┌─ Available records
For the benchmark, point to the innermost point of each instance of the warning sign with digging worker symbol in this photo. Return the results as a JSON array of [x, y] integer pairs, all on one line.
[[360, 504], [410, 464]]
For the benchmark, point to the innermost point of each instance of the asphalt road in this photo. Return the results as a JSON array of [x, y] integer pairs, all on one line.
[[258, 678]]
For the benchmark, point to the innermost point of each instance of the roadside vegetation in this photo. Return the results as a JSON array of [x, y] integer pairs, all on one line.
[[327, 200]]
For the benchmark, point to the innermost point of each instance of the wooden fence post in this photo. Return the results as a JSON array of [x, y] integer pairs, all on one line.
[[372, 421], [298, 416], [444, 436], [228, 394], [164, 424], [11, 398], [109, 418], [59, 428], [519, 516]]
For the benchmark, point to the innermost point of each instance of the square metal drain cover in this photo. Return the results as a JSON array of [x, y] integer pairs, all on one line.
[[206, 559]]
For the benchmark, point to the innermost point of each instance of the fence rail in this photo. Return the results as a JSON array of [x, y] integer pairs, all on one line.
└─
Copy the data from the line containing "of the square" up to and including the last line of the data, shifting every coordinate in the answers by -13 and leaving all other text unchanged.

=== Task output ===
For the benchmark, point to the innermost point of each instance of the square metal drain cover in this photo. Return the results as a JSON array of [x, y] integer pairs, all on one line.
[[193, 546]]
For the benchmark, point to the innermost point of each instance of the fence rail in this photo. Return the results as a JSON array of [x, y] integer pairs, all on one line.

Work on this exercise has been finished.